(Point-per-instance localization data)
# # # # # # #

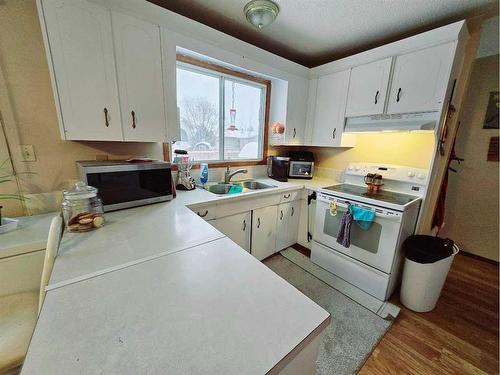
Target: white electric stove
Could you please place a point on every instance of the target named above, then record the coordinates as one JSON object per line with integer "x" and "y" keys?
{"x": 373, "y": 261}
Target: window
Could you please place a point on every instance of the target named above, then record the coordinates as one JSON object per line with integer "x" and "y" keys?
{"x": 222, "y": 113}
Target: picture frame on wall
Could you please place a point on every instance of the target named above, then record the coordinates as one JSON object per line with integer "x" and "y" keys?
{"x": 491, "y": 116}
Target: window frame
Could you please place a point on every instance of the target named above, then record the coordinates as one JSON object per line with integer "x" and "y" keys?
{"x": 195, "y": 65}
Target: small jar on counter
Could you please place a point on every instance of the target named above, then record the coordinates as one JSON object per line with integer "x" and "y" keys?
{"x": 82, "y": 208}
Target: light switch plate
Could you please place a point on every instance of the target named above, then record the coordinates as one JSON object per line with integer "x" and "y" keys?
{"x": 28, "y": 153}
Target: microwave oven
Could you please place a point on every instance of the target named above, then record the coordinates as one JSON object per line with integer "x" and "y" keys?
{"x": 123, "y": 184}
{"x": 301, "y": 165}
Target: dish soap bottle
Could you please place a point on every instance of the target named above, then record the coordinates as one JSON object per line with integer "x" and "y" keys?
{"x": 203, "y": 173}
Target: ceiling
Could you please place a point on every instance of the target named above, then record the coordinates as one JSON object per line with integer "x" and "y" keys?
{"x": 313, "y": 32}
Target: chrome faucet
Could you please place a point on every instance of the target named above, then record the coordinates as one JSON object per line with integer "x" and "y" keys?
{"x": 228, "y": 174}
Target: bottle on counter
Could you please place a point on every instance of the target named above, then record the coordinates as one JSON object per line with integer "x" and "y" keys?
{"x": 82, "y": 208}
{"x": 203, "y": 173}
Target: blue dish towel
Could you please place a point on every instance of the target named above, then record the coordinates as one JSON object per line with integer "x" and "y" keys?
{"x": 344, "y": 234}
{"x": 362, "y": 216}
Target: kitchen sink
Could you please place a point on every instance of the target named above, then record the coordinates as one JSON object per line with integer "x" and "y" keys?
{"x": 246, "y": 186}
{"x": 253, "y": 185}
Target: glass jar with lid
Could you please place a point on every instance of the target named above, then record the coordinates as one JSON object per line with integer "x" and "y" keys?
{"x": 82, "y": 208}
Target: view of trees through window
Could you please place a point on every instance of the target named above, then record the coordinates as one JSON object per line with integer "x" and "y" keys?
{"x": 221, "y": 117}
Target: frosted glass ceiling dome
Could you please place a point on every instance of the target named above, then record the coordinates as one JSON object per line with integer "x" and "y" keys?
{"x": 261, "y": 13}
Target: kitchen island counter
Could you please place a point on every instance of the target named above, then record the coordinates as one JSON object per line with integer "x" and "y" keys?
{"x": 159, "y": 290}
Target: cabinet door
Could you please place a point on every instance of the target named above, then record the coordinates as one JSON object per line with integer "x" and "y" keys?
{"x": 236, "y": 227}
{"x": 287, "y": 226}
{"x": 368, "y": 88}
{"x": 264, "y": 232}
{"x": 329, "y": 114}
{"x": 138, "y": 62}
{"x": 420, "y": 79}
{"x": 81, "y": 48}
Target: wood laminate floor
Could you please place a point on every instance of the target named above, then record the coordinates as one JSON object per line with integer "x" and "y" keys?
{"x": 459, "y": 337}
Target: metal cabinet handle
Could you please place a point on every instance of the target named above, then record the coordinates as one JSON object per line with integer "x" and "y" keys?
{"x": 398, "y": 95}
{"x": 106, "y": 120}
{"x": 133, "y": 119}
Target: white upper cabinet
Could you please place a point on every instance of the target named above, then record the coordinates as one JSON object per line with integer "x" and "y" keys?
{"x": 81, "y": 46}
{"x": 329, "y": 113}
{"x": 420, "y": 79}
{"x": 138, "y": 62}
{"x": 368, "y": 88}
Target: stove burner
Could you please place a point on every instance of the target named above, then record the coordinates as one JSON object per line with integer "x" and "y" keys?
{"x": 381, "y": 195}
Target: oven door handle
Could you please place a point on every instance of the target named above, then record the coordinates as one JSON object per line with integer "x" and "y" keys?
{"x": 388, "y": 215}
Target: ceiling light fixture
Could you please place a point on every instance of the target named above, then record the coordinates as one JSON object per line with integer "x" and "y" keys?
{"x": 261, "y": 13}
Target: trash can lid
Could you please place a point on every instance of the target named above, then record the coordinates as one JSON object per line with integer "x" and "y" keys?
{"x": 427, "y": 249}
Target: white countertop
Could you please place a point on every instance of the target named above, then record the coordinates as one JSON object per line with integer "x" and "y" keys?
{"x": 211, "y": 309}
{"x": 158, "y": 290}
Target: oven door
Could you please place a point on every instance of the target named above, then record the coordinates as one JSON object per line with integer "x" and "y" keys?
{"x": 375, "y": 247}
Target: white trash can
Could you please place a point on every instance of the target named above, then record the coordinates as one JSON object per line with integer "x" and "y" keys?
{"x": 426, "y": 266}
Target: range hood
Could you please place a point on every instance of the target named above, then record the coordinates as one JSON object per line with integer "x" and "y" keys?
{"x": 397, "y": 122}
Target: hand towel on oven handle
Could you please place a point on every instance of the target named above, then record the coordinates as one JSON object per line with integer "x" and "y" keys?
{"x": 362, "y": 216}
{"x": 344, "y": 234}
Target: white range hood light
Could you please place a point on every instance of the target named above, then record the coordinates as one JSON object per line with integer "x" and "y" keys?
{"x": 399, "y": 122}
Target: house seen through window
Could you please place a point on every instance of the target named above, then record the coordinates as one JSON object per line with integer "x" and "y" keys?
{"x": 222, "y": 117}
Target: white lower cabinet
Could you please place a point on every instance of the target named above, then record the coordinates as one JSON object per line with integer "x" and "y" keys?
{"x": 264, "y": 232}
{"x": 287, "y": 226}
{"x": 237, "y": 227}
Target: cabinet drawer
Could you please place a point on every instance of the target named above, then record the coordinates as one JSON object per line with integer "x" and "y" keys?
{"x": 289, "y": 196}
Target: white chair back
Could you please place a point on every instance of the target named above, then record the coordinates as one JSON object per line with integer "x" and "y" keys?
{"x": 55, "y": 234}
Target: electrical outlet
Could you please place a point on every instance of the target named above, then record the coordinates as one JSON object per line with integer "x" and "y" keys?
{"x": 28, "y": 153}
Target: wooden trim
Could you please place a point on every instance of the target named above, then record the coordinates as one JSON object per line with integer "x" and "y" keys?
{"x": 237, "y": 74}
{"x": 221, "y": 69}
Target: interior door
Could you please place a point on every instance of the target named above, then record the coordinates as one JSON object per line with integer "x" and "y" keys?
{"x": 368, "y": 88}
{"x": 264, "y": 232}
{"x": 236, "y": 227}
{"x": 419, "y": 80}
{"x": 138, "y": 60}
{"x": 329, "y": 114}
{"x": 81, "y": 47}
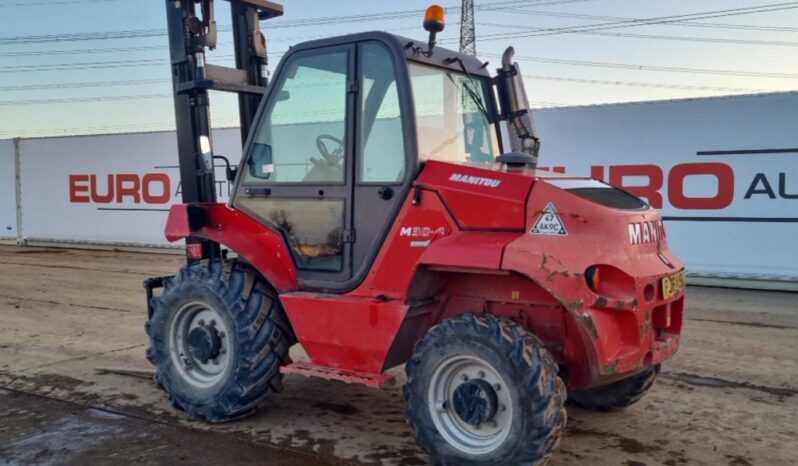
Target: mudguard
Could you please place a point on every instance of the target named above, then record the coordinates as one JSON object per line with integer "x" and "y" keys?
{"x": 259, "y": 245}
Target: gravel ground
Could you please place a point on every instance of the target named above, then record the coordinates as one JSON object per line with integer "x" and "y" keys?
{"x": 730, "y": 396}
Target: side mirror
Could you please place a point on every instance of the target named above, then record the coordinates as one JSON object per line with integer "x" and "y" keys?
{"x": 283, "y": 96}
{"x": 207, "y": 153}
{"x": 260, "y": 161}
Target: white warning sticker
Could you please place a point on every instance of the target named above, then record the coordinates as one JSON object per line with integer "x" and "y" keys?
{"x": 549, "y": 223}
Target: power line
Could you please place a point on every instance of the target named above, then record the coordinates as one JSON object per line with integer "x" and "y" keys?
{"x": 643, "y": 84}
{"x": 276, "y": 24}
{"x": 502, "y": 36}
{"x": 629, "y": 66}
{"x": 557, "y": 14}
{"x": 70, "y": 100}
{"x": 57, "y": 2}
{"x": 39, "y": 87}
{"x": 660, "y": 20}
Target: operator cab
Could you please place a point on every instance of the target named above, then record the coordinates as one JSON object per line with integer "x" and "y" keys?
{"x": 342, "y": 133}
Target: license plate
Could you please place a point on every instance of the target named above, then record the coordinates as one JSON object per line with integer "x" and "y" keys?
{"x": 672, "y": 285}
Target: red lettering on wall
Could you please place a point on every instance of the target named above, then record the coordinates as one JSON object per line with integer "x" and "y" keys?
{"x": 128, "y": 185}
{"x": 146, "y": 185}
{"x": 109, "y": 190}
{"x": 722, "y": 199}
{"x": 649, "y": 191}
{"x": 76, "y": 190}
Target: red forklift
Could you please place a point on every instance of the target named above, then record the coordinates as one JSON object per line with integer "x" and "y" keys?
{"x": 379, "y": 218}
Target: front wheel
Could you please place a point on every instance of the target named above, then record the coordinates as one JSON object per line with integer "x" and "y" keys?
{"x": 483, "y": 391}
{"x": 218, "y": 337}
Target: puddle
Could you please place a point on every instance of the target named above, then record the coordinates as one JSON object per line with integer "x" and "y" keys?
{"x": 63, "y": 440}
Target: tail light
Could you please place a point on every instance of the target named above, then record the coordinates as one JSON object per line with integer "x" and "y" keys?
{"x": 609, "y": 281}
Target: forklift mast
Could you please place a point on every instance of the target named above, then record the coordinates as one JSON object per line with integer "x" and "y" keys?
{"x": 192, "y": 31}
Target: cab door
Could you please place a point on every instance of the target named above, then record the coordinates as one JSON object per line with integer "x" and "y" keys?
{"x": 297, "y": 173}
{"x": 386, "y": 162}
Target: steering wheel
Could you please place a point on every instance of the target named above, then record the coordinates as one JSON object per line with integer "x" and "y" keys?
{"x": 331, "y": 157}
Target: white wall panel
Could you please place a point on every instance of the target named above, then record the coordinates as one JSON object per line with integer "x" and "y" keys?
{"x": 756, "y": 137}
{"x": 8, "y": 197}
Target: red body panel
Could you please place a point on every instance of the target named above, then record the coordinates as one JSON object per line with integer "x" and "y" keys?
{"x": 477, "y": 197}
{"x": 466, "y": 246}
{"x": 255, "y": 242}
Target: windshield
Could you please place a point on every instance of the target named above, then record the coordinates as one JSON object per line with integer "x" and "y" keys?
{"x": 451, "y": 116}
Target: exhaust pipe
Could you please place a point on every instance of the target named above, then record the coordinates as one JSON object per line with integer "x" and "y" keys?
{"x": 515, "y": 108}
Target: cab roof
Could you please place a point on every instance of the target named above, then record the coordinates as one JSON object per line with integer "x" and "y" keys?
{"x": 410, "y": 49}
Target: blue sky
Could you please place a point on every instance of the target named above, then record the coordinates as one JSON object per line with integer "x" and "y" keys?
{"x": 53, "y": 84}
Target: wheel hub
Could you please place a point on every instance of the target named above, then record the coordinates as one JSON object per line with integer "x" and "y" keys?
{"x": 470, "y": 404}
{"x": 204, "y": 343}
{"x": 475, "y": 402}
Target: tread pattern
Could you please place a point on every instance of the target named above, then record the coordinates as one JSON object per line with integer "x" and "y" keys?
{"x": 263, "y": 337}
{"x": 546, "y": 394}
{"x": 618, "y": 395}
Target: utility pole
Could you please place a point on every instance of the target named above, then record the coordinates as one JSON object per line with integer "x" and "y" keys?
{"x": 468, "y": 35}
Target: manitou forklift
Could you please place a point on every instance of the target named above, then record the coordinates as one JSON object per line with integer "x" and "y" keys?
{"x": 379, "y": 218}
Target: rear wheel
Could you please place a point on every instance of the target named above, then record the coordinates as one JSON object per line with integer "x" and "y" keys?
{"x": 218, "y": 337}
{"x": 618, "y": 395}
{"x": 481, "y": 390}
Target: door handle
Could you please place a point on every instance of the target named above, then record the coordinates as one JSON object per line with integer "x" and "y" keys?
{"x": 385, "y": 193}
{"x": 252, "y": 191}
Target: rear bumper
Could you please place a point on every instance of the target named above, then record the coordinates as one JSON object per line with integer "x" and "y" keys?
{"x": 618, "y": 342}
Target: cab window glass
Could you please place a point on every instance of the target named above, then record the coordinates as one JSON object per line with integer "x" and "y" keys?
{"x": 382, "y": 154}
{"x": 301, "y": 137}
{"x": 452, "y": 116}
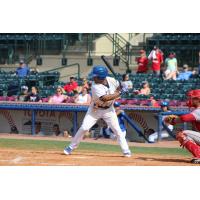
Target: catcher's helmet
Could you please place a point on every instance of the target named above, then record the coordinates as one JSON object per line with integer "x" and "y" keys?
{"x": 100, "y": 72}
{"x": 164, "y": 104}
{"x": 117, "y": 104}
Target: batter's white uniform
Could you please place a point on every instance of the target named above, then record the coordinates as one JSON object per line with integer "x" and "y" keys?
{"x": 108, "y": 115}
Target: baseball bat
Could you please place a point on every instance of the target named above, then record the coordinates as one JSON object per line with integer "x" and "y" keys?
{"x": 110, "y": 68}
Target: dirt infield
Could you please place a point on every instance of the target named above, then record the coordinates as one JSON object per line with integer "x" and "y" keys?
{"x": 11, "y": 157}
{"x": 34, "y": 157}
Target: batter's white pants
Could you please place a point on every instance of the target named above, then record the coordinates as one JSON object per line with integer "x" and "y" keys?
{"x": 193, "y": 135}
{"x": 154, "y": 136}
{"x": 110, "y": 117}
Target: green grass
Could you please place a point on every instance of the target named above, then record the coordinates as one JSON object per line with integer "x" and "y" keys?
{"x": 59, "y": 145}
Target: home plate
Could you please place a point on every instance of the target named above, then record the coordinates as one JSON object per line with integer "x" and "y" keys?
{"x": 17, "y": 159}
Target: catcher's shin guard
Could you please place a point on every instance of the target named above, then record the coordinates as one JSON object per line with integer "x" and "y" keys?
{"x": 190, "y": 145}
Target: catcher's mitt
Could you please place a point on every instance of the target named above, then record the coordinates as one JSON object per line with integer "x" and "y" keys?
{"x": 170, "y": 119}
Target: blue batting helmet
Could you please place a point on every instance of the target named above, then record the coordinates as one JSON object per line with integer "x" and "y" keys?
{"x": 117, "y": 104}
{"x": 164, "y": 103}
{"x": 100, "y": 72}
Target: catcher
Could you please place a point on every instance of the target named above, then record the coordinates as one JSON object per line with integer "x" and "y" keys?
{"x": 188, "y": 138}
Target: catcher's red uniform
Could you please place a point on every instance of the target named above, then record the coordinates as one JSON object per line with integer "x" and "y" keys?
{"x": 156, "y": 62}
{"x": 194, "y": 118}
{"x": 142, "y": 64}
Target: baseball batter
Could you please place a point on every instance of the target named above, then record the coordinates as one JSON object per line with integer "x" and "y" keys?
{"x": 104, "y": 91}
{"x": 188, "y": 138}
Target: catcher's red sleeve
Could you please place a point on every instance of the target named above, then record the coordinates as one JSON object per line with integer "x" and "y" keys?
{"x": 187, "y": 118}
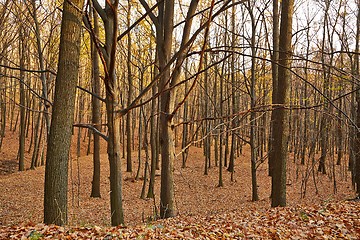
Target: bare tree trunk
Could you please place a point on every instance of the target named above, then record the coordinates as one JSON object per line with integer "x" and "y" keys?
{"x": 57, "y": 156}
{"x": 128, "y": 116}
{"x": 274, "y": 70}
{"x": 280, "y": 148}
{"x": 22, "y": 48}
{"x": 96, "y": 115}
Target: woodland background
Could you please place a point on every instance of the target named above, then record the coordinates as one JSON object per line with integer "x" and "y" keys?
{"x": 180, "y": 97}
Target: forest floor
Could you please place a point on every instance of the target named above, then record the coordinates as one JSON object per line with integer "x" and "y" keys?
{"x": 205, "y": 211}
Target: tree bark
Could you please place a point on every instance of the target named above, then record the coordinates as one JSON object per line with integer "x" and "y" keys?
{"x": 57, "y": 156}
{"x": 279, "y": 145}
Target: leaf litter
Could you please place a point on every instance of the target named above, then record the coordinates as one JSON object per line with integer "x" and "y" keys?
{"x": 205, "y": 211}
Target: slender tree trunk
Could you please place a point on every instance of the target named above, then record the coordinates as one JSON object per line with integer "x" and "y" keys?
{"x": 22, "y": 99}
{"x": 128, "y": 116}
{"x": 274, "y": 71}
{"x": 96, "y": 115}
{"x": 280, "y": 148}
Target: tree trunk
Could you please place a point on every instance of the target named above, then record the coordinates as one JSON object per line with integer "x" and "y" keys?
{"x": 274, "y": 72}
{"x": 57, "y": 156}
{"x": 96, "y": 115}
{"x": 279, "y": 145}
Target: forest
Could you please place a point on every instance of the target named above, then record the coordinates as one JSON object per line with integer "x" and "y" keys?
{"x": 186, "y": 119}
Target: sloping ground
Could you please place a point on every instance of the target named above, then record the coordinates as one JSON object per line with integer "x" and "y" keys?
{"x": 330, "y": 221}
{"x": 204, "y": 209}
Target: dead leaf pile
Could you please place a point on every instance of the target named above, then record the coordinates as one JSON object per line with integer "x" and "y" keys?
{"x": 328, "y": 221}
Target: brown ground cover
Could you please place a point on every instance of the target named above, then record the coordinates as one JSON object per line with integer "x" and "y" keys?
{"x": 204, "y": 209}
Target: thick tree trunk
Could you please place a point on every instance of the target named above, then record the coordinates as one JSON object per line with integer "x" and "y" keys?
{"x": 57, "y": 156}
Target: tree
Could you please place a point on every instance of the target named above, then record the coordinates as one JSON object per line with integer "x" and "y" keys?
{"x": 279, "y": 145}
{"x": 108, "y": 52}
{"x": 96, "y": 115}
{"x": 57, "y": 156}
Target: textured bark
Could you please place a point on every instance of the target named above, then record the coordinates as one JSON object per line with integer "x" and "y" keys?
{"x": 22, "y": 99}
{"x": 279, "y": 145}
{"x": 56, "y": 171}
{"x": 357, "y": 141}
{"x": 96, "y": 114}
{"x": 274, "y": 71}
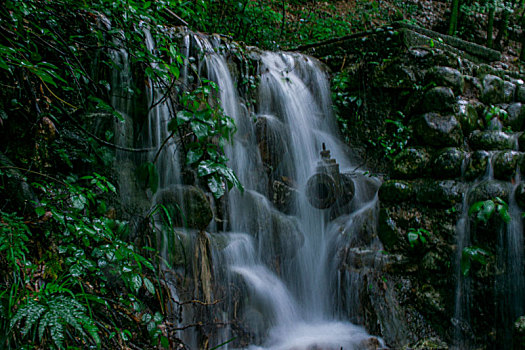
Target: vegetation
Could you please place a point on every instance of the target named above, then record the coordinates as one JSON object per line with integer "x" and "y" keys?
{"x": 73, "y": 273}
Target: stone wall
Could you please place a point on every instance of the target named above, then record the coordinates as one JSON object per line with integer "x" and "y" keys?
{"x": 464, "y": 118}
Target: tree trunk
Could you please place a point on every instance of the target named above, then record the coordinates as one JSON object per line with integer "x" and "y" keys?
{"x": 490, "y": 26}
{"x": 503, "y": 29}
{"x": 453, "y": 18}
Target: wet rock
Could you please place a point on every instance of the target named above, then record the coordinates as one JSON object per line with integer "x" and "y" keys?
{"x": 283, "y": 196}
{"x": 519, "y": 333}
{"x": 448, "y": 77}
{"x": 438, "y": 99}
{"x": 436, "y": 130}
{"x": 411, "y": 163}
{"x": 490, "y": 189}
{"x": 395, "y": 76}
{"x": 520, "y": 195}
{"x": 467, "y": 117}
{"x": 493, "y": 90}
{"x": 515, "y": 116}
{"x": 271, "y": 140}
{"x": 520, "y": 93}
{"x": 395, "y": 191}
{"x": 504, "y": 164}
{"x": 195, "y": 210}
{"x": 521, "y": 142}
{"x": 509, "y": 90}
{"x": 288, "y": 238}
{"x": 18, "y": 191}
{"x": 432, "y": 262}
{"x": 491, "y": 140}
{"x": 430, "y": 344}
{"x": 389, "y": 234}
{"x": 371, "y": 343}
{"x": 477, "y": 165}
{"x": 430, "y": 298}
{"x": 441, "y": 193}
{"x": 472, "y": 87}
{"x": 447, "y": 163}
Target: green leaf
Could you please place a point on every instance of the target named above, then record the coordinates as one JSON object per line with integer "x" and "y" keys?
{"x": 412, "y": 238}
{"x": 149, "y": 285}
{"x": 147, "y": 174}
{"x": 200, "y": 129}
{"x": 194, "y": 155}
{"x": 216, "y": 186}
{"x": 136, "y": 282}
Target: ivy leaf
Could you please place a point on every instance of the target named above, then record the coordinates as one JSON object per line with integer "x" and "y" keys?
{"x": 216, "y": 186}
{"x": 147, "y": 174}
{"x": 136, "y": 282}
{"x": 194, "y": 155}
{"x": 149, "y": 285}
{"x": 412, "y": 238}
{"x": 200, "y": 129}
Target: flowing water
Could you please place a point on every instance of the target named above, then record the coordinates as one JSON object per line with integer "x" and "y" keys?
{"x": 279, "y": 272}
{"x": 509, "y": 285}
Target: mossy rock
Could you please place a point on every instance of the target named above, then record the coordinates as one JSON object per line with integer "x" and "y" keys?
{"x": 444, "y": 193}
{"x": 438, "y": 99}
{"x": 395, "y": 191}
{"x": 436, "y": 130}
{"x": 491, "y": 140}
{"x": 493, "y": 90}
{"x": 520, "y": 195}
{"x": 519, "y": 333}
{"x": 446, "y": 76}
{"x": 509, "y": 91}
{"x": 411, "y": 163}
{"x": 515, "y": 116}
{"x": 187, "y": 205}
{"x": 490, "y": 189}
{"x": 467, "y": 116}
{"x": 389, "y": 234}
{"x": 477, "y": 165}
{"x": 504, "y": 164}
{"x": 447, "y": 163}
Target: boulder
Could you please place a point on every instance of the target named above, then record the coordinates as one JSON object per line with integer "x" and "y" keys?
{"x": 491, "y": 140}
{"x": 520, "y": 195}
{"x": 477, "y": 165}
{"x": 448, "y": 77}
{"x": 509, "y": 90}
{"x": 438, "y": 99}
{"x": 504, "y": 164}
{"x": 447, "y": 163}
{"x": 520, "y": 93}
{"x": 443, "y": 193}
{"x": 395, "y": 191}
{"x": 436, "y": 130}
{"x": 490, "y": 189}
{"x": 515, "y": 116}
{"x": 467, "y": 117}
{"x": 187, "y": 205}
{"x": 411, "y": 163}
{"x": 492, "y": 90}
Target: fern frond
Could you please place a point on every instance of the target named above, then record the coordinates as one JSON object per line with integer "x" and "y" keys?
{"x": 31, "y": 312}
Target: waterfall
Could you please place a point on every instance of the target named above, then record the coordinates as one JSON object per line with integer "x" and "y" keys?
{"x": 277, "y": 269}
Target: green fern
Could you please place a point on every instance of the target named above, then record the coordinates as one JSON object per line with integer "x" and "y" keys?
{"x": 55, "y": 313}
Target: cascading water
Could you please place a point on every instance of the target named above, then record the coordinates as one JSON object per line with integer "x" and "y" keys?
{"x": 508, "y": 283}
{"x": 294, "y": 308}
{"x": 283, "y": 267}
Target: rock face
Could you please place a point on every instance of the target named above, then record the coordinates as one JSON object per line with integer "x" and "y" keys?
{"x": 187, "y": 205}
{"x": 437, "y": 130}
{"x": 466, "y": 140}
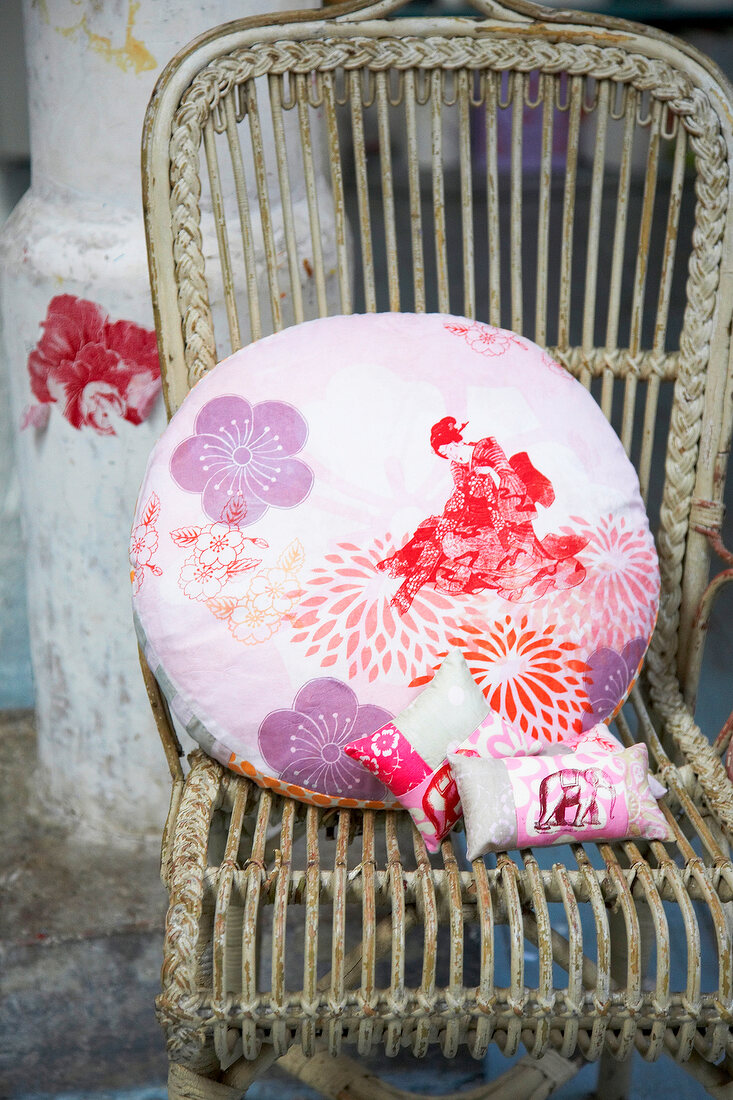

# # # # # # #

→ Task: Extract every line above containing the word "door".

→ Result:
Target: cabinet door
Target: oven door handle
Target: oven door
Target: interior door
Target: cab door
Target: door handle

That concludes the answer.